READING TEXT.
####################
I tried to use the example given in the text. This is what I get (using perl v5.6.1 built for cygwin):      printf("%.2f", 9.333333);

This prints "9.33". Actually, this is what I expect, but the article says it should be 9.34.

If I try the following:      printf("%.1f", 9.55);

I get 9.6, which is OK, but if I try      printf("%.1f", 43.55);

I get 43.5, which is rounded the wrong way.

Can someone explain this? (Please send me an email (

Replies are listed 'Best First'.
Re: Re: Using (s)printf()
by Hofmator (Curate) on Aug 31, 2001 at 16:20 UTC

    • The first one (9.3333 -> 9.34) is a typo in the original.
    • The second and third one are easily explained by the following
      printf("%.15f", 9.55); # prints 9.550000000000001 printf("%.15f", 43.55); # prints 43.549999999999997
      This means that due to the limitations of the internal representation, the literal 9.55 is in fact 9.550000000000001 which rounds to 9.56. The same goes for 43.55 but there the representation is slightly smaller than 43.55 so a rounding down occurs.

    -- Hofmator

      Actually, this isn't quite the whole story. Most everyone follows the IEEE convention of "round towards nearest or even."
      Examples (rounding all of these to the one's place):

      2.51 becomes 3 (this is the 'nearest' rule, which always comes first)
####################
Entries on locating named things
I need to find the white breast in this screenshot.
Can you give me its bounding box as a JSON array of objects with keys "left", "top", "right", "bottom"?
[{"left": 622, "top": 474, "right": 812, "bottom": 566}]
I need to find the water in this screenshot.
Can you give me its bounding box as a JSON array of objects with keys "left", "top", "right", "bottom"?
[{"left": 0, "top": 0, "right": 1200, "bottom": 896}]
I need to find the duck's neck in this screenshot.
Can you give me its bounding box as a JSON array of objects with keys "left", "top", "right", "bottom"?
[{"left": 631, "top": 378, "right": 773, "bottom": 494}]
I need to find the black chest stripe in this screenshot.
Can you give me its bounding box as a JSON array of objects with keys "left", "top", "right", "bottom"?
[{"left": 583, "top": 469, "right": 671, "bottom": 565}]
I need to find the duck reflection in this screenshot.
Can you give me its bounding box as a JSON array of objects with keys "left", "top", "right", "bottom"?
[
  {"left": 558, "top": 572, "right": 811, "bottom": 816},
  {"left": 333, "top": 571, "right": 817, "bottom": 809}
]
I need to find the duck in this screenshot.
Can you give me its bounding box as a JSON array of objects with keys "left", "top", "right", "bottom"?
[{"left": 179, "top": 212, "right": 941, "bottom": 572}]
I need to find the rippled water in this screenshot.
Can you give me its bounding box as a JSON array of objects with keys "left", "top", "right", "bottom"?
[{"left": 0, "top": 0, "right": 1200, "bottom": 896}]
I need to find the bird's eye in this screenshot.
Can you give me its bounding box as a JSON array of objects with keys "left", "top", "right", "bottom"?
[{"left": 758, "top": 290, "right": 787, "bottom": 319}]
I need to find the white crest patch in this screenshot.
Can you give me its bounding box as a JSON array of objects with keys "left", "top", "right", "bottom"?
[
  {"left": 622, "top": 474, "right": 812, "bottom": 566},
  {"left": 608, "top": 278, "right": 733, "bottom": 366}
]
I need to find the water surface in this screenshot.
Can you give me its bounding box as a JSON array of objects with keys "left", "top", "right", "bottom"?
####################
SET OF TASKS.
**1)** In the forum thread on Perl rounding, what does the first reply say explains the 9.34 result given for 9.333333?
**2)** Continue the forum thread on Perl rounding from its last line.

ANSWERS PER TASK.
**1)** It is a typo in the original.

**2)**
      2.49 becomes 2 (again, 'nearest')

      However, what happens if you have 2.50 ? Which way do you round it... 'tis no nearer to 2 than to 3. The IEEE standard says if there is a tie, round to the even number.

      2.50 becomes 2
      3.50 becomes 4

      You have to pick up or down... this method is consistent and thus tends to make your errors (statistically) smaller.

        Actually, this isn't quite the whole story. Most everyone follows the IEEE convention of "round towards nearest or even."
        I'm aware of that - but it wasn't applicable in this case. Btw, (s)printf doesn't seem to get it right:
        printf "%.15f", 0.5; # prints 0.500000000000000 printf "%.0f", 0.5; # prints 1 and should print 0
        and 0.5 can be represented exactly ...

        -- Hofmator

      Thank you for your explanation. How do I circumvent this problem? I have a little perl-program that pulls these numbers from a file and it has to round them correctly. Isn't there some way to store a number exactly?

        What if you want to chop a number but not round it? printf just *wants* to round, no option to tell it not to :(

        I needed something that would chop the extra digits (price calculataions) without rounding.

        quick fox was to compare the sprintf result with the original and if it was larger remove 0.01 - yuk!...

        I ended up using split and substr... - not pretty either

        There must be a better way!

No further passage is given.